Texto fornecido>
┌──

Embora não fosse a intenção no momento de sua criação, a chegada de uma rede social como o Facebook trouxe para as pessoas do mundo todo a possibilidade de se conectarem, descobrirem novas pessoas e relacionamentos, criar amizades por afinidades e até se reaproximar de antigos conhecidos ou familiares. Na prática, essas ferramentas trouxeram também uma máscara fácil para estranhos jogarem ódio uns nos outros, tornando as relações contemporâneas cada vez mais complicadas e mais distantes. Para Lily, no entanto, uma jovem mulher solitária com uma média de zero curtidas por publicação na rede (números que hoje em dia quantificam bizarramente felicidade, popularidade, saúde mental e afins), uma amizade inesperada com um desconhecido se tornou uma jornada para se sentir bem consigo mesma.
Ao procurar seu pai, Bob Trevino (French Stewart), na rede social, a mulher encontra outro Bob (John Leguizamo). Sem foto, mas com um perfil detalhado, as curtidas do homem nos posts de Lily passam a ser um conforto, a substituição da atenção paterna que nunca recebeu de forma positiva. Se cada vez mais as interações na internet podem ser tóxicas e levarem as pessoas a sentimentos ruins, Laymon vai na contramão e traz uma história poderosa sobre criar laços, construir a sua própria família e levantar a autoestima, algo inimaginável para quem vive em um mundo contemporâneo saturado pela artificialidade da rede vizinha do mesmo dono, por exemplo.
A jornada de Lily é cafonamente emocionante, buscando a lógica clássica em que duas pessoas diferentes se transformam a partir de uma relação. No caso, Bob é também alguém fechado, tímido e sem amigos. O homem que vive para o trabalho, com um luto complicadíssimo em casa e uma esposa que foge dos sentimentos por meio de uma atividade paralela, encontra em Lily não a projeção de uma filha, ou do filho que perdeu, mas uma amiga, alguém para conversar, partilhar e ser a válvula de escape comum que todo ser humano precisa. A protagonista, por sua vez, projeta em Bob um pai melhor do que o seu, alguém que a valida, apoia e ajuda, um parceiro que sempre desejou.

└──

Os dados>
┌──

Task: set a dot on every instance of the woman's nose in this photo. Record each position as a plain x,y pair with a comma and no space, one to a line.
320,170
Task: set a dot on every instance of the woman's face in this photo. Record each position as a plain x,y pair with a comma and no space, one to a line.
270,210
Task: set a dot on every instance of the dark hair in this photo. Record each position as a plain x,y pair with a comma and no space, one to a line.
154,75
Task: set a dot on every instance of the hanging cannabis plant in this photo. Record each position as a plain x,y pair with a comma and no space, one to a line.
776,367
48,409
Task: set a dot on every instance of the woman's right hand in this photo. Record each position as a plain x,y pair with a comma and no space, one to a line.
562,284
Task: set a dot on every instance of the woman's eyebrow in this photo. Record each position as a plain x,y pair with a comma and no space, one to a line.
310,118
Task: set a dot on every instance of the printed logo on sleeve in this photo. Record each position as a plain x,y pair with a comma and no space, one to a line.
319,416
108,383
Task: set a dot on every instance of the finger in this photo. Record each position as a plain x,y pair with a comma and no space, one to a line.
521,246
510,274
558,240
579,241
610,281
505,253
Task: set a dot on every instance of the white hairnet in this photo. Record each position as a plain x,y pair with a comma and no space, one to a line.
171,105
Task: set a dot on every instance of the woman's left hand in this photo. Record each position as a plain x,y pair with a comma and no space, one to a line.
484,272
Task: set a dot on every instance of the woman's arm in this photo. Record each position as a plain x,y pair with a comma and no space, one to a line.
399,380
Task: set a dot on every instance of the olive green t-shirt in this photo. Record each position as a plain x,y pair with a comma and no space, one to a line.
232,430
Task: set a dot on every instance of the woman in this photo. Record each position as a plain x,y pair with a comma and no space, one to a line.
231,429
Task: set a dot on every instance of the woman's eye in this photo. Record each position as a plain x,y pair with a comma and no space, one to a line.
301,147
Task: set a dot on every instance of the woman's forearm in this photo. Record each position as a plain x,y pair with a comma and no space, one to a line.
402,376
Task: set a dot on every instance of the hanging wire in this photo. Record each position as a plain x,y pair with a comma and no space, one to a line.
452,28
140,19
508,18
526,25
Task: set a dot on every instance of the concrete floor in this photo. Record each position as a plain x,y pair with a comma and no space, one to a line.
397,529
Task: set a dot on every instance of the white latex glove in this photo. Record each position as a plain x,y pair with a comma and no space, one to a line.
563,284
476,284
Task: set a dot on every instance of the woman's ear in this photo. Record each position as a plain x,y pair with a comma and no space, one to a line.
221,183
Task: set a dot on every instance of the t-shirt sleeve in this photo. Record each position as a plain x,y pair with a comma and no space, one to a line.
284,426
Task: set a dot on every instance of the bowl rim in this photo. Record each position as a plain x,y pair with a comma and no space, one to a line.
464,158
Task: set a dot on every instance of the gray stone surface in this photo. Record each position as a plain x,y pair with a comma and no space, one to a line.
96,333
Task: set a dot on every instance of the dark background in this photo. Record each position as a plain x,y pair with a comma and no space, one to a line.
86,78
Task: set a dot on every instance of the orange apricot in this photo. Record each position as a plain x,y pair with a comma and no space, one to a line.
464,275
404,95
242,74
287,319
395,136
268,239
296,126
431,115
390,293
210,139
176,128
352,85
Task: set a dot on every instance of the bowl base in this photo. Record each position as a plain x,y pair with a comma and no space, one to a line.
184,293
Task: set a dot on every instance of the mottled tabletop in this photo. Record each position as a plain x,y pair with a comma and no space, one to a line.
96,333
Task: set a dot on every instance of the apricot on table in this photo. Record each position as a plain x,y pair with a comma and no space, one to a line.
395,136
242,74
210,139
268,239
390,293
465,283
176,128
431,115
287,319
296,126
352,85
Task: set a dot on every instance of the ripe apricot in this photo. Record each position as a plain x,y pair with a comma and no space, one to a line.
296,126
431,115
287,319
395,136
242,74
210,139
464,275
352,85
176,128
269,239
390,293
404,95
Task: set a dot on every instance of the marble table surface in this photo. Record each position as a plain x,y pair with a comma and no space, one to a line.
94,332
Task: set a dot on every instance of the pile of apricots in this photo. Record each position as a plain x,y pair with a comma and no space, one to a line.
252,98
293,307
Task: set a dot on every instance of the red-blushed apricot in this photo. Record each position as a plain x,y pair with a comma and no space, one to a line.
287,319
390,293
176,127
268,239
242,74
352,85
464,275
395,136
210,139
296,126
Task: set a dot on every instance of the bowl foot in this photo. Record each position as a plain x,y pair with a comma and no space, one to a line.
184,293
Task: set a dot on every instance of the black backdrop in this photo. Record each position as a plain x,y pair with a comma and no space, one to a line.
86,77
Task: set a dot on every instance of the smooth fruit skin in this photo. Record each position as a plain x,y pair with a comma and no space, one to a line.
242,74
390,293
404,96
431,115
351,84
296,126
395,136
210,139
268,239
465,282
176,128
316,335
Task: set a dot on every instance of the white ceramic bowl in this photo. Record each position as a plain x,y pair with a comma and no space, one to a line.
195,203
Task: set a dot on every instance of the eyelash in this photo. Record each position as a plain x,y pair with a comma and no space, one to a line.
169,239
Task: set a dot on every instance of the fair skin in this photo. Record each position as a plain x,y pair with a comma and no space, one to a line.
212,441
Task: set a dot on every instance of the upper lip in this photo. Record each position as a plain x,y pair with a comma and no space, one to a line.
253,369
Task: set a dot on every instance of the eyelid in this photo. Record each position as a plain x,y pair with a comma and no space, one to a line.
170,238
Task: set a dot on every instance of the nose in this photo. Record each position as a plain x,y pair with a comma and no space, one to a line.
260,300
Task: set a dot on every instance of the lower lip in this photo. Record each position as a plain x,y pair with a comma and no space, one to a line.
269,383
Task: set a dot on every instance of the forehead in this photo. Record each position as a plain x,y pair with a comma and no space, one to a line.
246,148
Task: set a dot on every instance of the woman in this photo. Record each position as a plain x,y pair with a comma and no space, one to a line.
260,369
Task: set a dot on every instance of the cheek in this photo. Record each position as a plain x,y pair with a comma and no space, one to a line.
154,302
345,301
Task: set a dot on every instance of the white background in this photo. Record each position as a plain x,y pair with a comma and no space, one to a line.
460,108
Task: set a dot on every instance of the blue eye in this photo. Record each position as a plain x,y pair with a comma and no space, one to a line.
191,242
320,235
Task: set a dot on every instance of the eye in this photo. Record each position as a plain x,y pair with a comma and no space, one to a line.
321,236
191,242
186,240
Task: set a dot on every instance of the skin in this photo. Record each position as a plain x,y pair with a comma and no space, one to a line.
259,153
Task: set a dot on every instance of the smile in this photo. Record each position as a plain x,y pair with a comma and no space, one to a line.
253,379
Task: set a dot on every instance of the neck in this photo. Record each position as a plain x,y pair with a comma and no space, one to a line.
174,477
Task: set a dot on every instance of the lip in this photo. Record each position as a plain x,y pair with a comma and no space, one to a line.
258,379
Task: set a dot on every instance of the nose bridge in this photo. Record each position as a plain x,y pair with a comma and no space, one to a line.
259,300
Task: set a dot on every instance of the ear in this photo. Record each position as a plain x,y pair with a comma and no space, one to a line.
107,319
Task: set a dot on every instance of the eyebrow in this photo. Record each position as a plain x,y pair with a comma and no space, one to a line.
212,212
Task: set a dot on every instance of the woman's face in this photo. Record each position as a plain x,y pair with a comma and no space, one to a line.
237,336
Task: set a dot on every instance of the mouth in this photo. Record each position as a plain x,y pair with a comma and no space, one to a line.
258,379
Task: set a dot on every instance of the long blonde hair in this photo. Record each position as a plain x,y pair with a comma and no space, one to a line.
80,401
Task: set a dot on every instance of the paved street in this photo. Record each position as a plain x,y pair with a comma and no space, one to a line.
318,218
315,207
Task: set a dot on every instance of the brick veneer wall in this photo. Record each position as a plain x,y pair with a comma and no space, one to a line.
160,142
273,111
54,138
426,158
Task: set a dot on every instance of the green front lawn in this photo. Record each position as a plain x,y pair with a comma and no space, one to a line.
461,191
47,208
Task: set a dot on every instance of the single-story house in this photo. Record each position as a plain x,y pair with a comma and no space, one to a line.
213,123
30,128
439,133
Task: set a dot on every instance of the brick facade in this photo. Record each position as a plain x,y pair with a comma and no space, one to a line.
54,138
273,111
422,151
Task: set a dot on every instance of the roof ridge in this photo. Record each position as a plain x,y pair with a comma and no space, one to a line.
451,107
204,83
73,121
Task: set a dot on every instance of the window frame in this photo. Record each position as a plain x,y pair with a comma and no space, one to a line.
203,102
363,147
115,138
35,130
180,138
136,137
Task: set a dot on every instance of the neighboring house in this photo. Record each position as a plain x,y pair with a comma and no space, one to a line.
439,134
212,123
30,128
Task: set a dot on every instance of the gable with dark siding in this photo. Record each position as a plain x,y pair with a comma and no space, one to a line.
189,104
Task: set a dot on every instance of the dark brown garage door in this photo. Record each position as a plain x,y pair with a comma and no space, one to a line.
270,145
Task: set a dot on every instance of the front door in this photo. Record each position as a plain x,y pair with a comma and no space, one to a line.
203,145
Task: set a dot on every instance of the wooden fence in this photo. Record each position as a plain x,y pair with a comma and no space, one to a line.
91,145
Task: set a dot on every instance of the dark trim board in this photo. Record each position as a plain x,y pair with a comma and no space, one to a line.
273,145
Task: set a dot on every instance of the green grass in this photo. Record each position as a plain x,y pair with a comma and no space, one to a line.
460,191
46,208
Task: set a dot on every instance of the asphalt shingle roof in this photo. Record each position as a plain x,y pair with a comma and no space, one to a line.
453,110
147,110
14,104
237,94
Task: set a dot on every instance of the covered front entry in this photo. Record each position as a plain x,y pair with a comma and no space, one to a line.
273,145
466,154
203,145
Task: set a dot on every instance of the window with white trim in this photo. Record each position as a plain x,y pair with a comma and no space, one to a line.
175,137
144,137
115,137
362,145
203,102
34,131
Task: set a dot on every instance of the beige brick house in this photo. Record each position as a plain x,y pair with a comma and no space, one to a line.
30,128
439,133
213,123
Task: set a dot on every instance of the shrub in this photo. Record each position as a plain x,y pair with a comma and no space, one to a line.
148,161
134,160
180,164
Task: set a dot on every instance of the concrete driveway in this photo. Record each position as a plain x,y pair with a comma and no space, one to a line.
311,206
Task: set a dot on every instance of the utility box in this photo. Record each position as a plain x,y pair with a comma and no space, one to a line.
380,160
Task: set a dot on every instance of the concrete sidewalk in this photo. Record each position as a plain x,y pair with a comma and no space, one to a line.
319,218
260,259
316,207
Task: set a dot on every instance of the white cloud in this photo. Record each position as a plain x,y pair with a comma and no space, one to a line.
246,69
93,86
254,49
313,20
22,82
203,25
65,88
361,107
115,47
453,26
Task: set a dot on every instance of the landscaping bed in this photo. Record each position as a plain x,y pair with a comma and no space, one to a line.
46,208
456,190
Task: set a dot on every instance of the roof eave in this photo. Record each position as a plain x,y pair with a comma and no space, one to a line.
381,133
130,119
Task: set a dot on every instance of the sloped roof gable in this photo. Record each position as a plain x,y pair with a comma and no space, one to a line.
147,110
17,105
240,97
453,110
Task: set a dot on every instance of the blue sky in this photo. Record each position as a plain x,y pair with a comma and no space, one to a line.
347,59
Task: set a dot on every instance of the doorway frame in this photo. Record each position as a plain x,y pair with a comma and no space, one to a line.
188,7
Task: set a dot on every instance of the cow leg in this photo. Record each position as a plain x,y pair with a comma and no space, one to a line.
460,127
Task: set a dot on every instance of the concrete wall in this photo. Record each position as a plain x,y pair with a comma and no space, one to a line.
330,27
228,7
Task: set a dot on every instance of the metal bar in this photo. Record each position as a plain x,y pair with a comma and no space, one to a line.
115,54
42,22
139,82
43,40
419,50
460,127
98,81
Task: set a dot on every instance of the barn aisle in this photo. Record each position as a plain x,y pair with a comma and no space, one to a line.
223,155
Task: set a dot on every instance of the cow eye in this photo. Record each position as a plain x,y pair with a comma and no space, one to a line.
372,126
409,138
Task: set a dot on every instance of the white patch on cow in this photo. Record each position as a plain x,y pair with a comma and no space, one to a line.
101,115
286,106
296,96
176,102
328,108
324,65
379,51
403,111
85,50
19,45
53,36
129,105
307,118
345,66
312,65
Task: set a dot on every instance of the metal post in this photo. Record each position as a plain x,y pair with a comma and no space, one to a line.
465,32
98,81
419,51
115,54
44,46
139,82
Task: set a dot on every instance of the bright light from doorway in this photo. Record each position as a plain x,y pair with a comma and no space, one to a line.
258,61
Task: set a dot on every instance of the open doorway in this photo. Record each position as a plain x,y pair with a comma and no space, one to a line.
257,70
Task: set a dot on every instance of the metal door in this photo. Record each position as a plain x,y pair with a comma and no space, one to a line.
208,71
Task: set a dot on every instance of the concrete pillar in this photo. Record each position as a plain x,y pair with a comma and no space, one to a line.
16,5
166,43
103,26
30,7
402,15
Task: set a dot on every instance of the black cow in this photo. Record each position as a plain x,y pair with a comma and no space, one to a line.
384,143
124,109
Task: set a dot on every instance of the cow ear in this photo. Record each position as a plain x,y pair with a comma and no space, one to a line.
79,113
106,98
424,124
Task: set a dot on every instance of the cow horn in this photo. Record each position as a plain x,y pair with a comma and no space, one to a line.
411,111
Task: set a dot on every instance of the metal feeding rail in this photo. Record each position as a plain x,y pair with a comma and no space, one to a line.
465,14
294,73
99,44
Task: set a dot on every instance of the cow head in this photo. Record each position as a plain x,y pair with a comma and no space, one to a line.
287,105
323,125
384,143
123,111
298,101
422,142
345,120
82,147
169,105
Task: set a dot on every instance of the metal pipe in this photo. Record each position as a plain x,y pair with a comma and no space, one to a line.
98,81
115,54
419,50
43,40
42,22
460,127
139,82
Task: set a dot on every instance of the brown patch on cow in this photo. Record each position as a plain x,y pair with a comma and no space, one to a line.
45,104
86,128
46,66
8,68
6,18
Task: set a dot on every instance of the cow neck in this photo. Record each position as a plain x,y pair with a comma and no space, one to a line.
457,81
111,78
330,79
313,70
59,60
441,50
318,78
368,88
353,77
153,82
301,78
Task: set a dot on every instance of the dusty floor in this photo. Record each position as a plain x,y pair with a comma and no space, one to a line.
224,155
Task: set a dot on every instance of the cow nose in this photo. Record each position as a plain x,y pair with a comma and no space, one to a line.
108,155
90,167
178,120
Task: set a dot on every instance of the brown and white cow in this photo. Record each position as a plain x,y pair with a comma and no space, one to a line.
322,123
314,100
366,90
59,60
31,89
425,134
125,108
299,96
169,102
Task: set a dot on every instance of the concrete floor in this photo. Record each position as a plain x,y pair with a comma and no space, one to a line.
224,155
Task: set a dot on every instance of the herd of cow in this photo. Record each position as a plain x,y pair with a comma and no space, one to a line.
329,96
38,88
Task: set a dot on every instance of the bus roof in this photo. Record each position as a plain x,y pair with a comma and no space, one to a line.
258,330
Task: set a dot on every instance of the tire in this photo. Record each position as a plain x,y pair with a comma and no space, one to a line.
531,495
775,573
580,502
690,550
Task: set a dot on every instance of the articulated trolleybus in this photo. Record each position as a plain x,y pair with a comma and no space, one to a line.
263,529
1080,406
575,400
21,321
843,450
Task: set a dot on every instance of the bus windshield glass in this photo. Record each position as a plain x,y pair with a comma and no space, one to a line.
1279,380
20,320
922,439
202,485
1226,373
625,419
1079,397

└──

Descrição da tarefa>
Reproduza o trecho do texto sobre Lily e Bob que vai de "Ao procurar seu" até "dono, por exemplo.", inclusive, trocando "conforto" por "alívio". Os registros não são necessários aqui.

Solução do problema>
Ao procurar seu pai, Bob Trevino (French Stewart), na rede social, a mulher encontra outro Bob (John Leguizamo). Sem foto, mas com um perfil detalhado, as curtidas do homem nos posts de Lily passam a ser um alívio, a substituição da atenção paterna que nunca recebeu de forma positiva. Se cada vez mais as interações na internet podem ser tóxicas e levarem as pessoas a sentimentos ruins, Laymon vai na contramão e traz uma história poderosa sobre criar laços, construir a sua própria família e levantar a autoestima, algo inimaginável para quem vive em um mundo contemporâneo saturado pela artificialidade da rede vizinha do mesmo dono, por exemplo.